# [WORK REQUEST]
Take each line in the entries below that holds "cloud" and show it.
╭─ SUPPLIED RECORDS
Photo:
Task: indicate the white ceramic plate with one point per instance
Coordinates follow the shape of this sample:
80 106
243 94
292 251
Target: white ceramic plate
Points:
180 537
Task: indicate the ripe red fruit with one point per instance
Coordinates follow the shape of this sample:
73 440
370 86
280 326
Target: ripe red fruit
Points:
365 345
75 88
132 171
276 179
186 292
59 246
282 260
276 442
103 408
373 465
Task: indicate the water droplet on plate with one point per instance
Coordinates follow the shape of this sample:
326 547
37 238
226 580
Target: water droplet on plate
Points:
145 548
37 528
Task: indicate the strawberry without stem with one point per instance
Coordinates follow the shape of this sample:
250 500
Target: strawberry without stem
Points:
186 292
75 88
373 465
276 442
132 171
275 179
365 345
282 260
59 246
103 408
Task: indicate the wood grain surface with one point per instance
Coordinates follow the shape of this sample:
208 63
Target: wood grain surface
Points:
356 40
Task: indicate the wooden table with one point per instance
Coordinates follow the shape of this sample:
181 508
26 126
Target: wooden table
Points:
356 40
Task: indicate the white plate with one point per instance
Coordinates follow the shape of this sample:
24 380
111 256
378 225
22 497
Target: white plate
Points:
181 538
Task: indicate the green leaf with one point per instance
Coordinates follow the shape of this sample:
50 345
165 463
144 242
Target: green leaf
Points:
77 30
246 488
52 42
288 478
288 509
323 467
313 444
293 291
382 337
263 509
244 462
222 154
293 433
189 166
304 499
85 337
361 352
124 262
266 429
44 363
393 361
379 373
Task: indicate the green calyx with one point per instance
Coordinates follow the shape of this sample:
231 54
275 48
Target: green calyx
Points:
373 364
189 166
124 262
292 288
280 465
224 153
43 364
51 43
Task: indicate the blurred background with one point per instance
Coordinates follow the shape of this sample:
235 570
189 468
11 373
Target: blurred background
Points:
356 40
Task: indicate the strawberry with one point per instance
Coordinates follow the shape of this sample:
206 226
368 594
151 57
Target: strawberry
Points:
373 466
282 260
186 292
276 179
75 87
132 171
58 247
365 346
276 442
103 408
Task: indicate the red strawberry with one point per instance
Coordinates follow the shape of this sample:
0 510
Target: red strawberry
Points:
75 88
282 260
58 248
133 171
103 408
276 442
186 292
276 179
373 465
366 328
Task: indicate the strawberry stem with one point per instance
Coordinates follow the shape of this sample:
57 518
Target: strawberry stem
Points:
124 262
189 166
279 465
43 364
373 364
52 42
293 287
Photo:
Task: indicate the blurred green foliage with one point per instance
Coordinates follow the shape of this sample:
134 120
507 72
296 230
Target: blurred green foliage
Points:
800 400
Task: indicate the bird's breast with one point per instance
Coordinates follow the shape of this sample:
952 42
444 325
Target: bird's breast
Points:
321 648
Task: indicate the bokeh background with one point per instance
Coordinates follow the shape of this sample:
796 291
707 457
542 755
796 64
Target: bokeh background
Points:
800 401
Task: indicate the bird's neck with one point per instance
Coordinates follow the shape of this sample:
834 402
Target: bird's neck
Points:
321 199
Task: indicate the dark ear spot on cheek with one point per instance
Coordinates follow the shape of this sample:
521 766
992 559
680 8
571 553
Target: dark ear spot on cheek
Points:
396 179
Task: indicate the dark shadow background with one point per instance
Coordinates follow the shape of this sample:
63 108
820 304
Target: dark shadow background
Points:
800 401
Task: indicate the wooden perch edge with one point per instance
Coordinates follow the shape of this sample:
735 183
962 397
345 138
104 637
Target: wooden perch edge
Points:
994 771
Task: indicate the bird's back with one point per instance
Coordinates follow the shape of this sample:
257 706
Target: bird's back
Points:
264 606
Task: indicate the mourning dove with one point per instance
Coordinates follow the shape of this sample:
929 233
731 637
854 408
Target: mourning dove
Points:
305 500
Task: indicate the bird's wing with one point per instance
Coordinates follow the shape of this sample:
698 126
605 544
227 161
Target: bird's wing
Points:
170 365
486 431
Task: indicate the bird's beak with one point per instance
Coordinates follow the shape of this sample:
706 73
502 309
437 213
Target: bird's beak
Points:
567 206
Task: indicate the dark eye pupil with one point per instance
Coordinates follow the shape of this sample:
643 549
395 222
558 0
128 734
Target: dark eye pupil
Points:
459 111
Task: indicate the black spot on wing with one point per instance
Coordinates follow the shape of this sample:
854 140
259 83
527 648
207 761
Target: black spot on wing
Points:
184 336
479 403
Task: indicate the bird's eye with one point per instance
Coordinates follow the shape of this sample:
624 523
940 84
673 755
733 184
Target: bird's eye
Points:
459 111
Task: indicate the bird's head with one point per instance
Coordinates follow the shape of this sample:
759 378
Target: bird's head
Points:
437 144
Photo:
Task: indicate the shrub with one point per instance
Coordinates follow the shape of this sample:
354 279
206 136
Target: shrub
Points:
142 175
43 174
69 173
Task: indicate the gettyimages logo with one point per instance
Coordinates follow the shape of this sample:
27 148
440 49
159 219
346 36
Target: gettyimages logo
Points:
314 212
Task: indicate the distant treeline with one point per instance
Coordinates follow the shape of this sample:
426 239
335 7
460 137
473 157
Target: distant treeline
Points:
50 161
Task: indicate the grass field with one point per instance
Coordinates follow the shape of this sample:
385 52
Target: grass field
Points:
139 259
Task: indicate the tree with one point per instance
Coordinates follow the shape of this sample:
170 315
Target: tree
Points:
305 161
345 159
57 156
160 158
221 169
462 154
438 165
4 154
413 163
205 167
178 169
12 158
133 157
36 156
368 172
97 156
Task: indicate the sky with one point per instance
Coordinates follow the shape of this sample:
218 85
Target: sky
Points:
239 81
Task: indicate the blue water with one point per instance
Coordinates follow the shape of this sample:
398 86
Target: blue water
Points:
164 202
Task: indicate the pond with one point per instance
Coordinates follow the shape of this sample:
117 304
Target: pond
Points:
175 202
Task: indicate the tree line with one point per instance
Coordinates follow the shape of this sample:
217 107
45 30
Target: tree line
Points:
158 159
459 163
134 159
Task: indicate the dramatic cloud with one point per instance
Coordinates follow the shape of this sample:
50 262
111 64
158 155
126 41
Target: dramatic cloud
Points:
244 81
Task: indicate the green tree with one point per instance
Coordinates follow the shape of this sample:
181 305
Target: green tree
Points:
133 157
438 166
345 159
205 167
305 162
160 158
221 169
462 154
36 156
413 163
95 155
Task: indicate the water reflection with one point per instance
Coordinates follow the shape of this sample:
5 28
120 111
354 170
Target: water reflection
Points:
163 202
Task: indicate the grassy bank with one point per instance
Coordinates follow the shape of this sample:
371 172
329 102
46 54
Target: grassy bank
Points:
╰─
# [RESPONSE BOX]
Task: indicate the dramatic cloud with one point per instance
Target: dramatic cloud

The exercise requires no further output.